_Instructions to follow_:
Using the data that follows, return exactly the lines from the one that contains "black ankle boot" through the one that contains "the bus roof", ends included.

_Data for processing_:
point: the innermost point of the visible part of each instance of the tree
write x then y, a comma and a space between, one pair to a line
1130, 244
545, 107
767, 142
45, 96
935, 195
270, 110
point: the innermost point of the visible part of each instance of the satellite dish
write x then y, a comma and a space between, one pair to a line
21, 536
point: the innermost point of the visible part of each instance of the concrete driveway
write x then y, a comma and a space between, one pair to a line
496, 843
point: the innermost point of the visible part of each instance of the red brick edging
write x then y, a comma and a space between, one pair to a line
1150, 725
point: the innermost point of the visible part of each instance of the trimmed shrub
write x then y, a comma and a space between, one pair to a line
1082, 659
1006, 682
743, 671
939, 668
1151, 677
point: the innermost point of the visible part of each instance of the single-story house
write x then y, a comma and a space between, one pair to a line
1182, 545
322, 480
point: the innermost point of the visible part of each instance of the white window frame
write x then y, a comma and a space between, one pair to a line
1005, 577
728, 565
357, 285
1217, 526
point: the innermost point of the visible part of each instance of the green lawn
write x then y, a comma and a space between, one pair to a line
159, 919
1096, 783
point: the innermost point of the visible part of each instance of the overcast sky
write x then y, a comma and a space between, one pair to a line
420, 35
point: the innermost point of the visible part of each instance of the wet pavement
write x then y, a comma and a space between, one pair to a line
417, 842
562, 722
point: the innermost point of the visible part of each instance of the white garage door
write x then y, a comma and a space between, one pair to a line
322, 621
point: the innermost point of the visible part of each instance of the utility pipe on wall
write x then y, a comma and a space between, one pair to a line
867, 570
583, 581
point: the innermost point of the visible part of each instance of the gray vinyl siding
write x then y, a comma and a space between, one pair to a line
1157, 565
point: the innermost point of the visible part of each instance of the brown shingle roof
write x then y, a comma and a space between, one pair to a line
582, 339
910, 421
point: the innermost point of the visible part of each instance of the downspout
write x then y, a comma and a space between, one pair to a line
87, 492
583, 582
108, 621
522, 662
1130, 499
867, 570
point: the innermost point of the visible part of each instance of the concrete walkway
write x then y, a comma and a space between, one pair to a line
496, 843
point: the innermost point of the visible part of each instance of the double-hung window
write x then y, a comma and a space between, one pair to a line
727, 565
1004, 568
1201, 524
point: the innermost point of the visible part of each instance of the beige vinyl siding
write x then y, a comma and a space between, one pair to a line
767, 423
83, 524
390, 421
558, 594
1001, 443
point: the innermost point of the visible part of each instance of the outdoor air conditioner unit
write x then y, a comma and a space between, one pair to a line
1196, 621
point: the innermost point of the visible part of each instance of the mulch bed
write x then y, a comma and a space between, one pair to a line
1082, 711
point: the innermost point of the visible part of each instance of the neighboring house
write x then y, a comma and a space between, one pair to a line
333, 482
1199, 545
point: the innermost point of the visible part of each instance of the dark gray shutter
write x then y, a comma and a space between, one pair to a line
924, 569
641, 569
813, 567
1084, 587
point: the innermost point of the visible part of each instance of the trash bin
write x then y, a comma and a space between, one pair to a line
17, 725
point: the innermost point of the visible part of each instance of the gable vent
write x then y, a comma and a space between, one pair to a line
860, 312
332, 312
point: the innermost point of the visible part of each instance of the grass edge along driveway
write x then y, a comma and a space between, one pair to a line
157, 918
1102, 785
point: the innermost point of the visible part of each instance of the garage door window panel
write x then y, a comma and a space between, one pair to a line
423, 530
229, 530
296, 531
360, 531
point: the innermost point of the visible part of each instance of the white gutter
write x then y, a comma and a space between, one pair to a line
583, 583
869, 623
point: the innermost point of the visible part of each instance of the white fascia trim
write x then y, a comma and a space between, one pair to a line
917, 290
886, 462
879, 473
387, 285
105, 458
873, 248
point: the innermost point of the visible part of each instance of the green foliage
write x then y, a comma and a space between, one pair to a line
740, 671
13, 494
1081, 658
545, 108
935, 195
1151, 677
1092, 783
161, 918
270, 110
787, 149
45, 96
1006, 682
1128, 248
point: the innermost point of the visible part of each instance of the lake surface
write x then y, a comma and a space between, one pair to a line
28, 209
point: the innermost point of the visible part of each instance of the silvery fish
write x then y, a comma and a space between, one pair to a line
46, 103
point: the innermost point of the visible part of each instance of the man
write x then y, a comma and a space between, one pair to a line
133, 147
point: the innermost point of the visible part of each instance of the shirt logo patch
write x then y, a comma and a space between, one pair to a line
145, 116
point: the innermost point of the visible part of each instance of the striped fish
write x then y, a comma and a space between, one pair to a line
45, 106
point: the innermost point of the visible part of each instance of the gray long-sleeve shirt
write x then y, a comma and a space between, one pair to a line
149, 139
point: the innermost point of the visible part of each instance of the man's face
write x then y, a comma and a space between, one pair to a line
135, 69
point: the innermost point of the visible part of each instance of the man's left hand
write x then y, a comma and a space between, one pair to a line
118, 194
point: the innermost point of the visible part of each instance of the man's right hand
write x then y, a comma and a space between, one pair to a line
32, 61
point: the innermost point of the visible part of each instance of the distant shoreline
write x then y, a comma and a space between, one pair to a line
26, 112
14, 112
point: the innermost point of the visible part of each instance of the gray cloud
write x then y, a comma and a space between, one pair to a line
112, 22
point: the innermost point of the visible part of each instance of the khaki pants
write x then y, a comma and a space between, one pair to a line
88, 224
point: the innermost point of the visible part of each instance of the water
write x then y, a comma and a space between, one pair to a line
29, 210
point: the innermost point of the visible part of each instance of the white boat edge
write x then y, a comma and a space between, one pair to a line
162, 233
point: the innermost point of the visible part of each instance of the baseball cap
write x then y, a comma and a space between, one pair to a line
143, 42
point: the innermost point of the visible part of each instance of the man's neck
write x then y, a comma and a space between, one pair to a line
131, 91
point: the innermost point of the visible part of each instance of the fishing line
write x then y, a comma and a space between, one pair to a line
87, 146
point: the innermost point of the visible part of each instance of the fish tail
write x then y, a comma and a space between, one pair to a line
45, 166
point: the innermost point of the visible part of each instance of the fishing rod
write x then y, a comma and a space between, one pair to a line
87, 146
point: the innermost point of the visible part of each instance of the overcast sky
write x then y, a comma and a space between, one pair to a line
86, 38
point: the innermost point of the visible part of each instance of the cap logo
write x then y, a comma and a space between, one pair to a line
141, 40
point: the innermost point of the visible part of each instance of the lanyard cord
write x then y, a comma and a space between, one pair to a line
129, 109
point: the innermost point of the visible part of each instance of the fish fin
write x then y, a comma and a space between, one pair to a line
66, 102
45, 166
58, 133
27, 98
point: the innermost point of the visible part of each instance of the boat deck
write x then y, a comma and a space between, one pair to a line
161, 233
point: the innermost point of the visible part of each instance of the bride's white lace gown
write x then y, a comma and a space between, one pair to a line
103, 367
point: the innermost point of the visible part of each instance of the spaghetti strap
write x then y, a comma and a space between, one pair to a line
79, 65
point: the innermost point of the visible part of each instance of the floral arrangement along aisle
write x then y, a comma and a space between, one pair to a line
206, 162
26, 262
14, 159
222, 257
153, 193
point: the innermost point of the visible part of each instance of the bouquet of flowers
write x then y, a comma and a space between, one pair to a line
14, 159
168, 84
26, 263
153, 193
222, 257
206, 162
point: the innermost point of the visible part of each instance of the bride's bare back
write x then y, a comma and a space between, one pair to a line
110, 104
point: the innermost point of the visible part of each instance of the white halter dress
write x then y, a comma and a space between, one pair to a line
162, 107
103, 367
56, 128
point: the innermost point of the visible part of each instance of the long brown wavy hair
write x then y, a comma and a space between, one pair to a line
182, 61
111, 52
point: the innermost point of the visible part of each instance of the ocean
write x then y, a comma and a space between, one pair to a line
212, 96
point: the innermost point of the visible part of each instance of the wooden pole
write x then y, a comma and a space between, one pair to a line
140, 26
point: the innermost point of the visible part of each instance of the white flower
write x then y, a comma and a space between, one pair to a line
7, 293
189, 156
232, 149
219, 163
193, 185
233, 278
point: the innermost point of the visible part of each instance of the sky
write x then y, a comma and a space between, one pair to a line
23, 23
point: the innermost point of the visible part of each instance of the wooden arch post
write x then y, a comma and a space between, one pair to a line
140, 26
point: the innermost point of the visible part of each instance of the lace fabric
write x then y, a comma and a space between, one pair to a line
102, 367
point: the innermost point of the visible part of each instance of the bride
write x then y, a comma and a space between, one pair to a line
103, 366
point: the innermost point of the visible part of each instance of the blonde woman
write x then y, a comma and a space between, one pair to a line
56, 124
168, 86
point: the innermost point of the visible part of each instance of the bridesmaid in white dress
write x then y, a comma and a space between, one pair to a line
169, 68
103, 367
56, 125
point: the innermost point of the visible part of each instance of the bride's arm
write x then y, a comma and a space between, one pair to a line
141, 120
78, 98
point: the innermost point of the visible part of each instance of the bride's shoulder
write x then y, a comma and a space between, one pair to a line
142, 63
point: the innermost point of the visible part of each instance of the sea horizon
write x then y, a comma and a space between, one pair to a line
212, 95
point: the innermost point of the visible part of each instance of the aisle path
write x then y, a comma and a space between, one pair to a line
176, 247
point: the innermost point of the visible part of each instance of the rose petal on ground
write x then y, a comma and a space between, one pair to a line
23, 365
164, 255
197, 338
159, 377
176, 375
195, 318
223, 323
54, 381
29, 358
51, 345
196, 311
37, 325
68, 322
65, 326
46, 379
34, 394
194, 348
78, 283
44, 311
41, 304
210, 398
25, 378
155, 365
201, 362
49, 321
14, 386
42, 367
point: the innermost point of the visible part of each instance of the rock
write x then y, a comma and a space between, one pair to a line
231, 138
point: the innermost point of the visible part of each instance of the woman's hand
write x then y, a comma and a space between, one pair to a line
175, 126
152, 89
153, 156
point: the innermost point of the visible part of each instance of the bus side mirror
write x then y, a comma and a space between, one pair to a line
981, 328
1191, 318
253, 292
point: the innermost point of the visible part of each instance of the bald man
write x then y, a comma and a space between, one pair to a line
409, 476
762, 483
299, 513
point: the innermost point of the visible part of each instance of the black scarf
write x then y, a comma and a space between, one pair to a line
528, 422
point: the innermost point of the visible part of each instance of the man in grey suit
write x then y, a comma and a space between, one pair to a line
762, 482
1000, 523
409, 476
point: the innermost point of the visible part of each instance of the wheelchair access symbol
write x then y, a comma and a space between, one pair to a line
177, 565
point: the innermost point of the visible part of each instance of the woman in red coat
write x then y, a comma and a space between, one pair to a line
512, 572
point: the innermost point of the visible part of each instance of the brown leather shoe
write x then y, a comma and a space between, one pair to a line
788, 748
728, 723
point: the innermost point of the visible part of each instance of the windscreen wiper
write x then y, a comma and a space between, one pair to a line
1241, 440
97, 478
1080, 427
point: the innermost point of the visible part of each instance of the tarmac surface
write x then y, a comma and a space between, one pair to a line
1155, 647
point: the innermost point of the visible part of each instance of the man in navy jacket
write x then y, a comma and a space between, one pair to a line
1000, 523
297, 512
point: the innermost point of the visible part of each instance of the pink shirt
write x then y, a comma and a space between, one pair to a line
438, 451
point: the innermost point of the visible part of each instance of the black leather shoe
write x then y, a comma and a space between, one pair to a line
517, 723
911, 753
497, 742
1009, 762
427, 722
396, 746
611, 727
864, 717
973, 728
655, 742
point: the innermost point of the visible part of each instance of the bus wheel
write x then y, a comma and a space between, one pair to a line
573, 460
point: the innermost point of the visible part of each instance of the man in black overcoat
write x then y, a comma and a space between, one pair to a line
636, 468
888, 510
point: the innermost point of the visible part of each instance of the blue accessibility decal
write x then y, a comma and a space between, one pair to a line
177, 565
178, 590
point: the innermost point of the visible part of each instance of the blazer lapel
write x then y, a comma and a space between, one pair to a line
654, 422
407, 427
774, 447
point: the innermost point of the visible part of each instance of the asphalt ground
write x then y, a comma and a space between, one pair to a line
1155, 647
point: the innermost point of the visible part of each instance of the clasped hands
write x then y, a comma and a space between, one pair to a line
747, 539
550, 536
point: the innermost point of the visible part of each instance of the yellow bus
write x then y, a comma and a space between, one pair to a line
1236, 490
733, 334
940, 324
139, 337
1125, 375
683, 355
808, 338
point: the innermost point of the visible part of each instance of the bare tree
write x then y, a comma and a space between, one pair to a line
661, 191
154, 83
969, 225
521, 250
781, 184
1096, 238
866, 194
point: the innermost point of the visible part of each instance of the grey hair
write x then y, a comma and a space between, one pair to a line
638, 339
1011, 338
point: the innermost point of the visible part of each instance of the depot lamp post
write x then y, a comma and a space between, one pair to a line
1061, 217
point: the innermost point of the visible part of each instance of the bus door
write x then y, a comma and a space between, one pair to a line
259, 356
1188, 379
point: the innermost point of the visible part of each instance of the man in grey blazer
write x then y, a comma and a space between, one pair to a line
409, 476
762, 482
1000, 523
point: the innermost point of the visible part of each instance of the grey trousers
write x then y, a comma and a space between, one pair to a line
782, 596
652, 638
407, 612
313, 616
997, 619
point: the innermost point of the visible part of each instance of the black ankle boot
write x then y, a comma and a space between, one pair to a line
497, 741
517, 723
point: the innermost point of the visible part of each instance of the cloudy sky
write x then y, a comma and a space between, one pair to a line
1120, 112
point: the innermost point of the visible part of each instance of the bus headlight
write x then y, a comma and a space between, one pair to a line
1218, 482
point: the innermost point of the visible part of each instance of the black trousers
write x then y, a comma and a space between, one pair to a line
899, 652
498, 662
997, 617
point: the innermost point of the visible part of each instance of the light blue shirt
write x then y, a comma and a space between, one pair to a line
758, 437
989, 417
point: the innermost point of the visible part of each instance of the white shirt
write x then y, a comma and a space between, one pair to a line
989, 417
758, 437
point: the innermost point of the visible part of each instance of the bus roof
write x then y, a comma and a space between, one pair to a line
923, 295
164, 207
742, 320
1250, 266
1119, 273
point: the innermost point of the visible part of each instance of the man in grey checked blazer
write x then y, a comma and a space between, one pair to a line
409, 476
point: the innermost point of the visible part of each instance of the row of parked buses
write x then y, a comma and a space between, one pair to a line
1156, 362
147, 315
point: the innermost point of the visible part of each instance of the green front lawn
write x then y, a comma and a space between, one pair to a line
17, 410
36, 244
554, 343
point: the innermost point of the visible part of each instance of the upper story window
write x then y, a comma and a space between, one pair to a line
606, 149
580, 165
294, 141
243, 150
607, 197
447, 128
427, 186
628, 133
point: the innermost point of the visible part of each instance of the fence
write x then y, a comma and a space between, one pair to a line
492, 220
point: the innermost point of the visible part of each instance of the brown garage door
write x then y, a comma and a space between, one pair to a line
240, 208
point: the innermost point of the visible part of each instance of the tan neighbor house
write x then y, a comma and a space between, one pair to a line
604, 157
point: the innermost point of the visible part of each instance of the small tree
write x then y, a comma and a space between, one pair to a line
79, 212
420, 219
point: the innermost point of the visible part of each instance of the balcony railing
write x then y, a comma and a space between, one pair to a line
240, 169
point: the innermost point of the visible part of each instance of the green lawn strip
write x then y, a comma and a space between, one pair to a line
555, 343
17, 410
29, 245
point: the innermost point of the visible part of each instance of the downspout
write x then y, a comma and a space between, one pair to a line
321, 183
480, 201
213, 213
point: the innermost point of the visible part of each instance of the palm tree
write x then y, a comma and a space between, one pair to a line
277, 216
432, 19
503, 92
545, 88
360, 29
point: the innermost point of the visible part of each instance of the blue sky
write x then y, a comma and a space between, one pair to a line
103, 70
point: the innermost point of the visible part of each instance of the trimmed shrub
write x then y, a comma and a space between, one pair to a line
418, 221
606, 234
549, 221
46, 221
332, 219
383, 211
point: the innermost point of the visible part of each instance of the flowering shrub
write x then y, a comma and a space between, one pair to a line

_The answer_:
point: the innermost point of the visible part of each instance of the black ankle boot
write x then y, a comma and a space between, one pair to a line
497, 741
517, 723
point: the innermost point of the visible part of each instance of the cloudy sky
write x then y, a comma and a space between, one pair to a line
1120, 112
point: the innermost point of the visible part of each instance of the bus headlight
write x then y, a comma and a space between, one pair to a line
1218, 482
point: the innermost point of the visible part of each instance of the black trousers
write x then y, a comma and a space between, one pair to a line
899, 652
498, 662
997, 617
point: the innermost point of the visible part of each instance of the light blue shirt
write x then y, a comma and a space between, one pair to a line
758, 437
989, 417
point: the innermost point of the visible part of each instance of the white shirt
write x then y, a comma and a space between, one pair to a line
989, 417
758, 437
point: the innermost point of the visible part of each instance of the bus roof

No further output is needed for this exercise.